(OPDRACHT)
Kun je alleen de regels vanaf de regel met "Find the dark silhouette" tot en met het einde van de items volledig opnieuw geven, en daarbij elke coördinaat in de antwoorden met -108 verschuiven?
= = = =
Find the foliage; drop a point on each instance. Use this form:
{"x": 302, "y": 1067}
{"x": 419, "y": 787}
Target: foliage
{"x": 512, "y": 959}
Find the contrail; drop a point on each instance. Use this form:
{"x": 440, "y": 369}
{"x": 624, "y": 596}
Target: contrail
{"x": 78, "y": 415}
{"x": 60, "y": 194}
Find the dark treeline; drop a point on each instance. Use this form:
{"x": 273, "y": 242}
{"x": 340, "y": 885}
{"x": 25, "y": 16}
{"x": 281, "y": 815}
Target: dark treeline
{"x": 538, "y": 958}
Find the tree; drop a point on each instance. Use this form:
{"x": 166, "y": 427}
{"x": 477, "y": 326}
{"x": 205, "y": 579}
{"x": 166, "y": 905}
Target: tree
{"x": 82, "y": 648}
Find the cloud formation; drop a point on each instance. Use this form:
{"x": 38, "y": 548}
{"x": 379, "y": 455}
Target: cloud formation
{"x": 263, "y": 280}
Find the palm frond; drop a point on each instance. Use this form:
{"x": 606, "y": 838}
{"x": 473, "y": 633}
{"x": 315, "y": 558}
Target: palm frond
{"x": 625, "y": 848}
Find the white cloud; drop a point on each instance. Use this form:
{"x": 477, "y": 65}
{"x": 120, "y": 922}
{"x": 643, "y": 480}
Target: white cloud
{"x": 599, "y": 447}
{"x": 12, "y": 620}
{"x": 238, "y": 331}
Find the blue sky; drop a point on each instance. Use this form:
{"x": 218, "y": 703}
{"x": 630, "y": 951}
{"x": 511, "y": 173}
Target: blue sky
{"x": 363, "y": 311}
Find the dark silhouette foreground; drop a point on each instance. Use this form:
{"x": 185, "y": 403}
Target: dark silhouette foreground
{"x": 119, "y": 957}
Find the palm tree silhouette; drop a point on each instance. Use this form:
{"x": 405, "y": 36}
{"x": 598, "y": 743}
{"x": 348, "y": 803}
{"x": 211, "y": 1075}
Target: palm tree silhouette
= = = =
(ANTWOORD)
Find the dark silhouette foreground; drop a point on each instance. Use this form:
{"x": 185, "y": 403}
Target: dark silhouette foreground
{"x": 11, "y": 849}
Find the palm tree silhouette; drop a point on each instance. Use this form:
{"x": 405, "y": 36}
{"x": 598, "y": 743}
{"x": 348, "y": 803}
{"x": 211, "y": 1075}
Target: palm tree silhouette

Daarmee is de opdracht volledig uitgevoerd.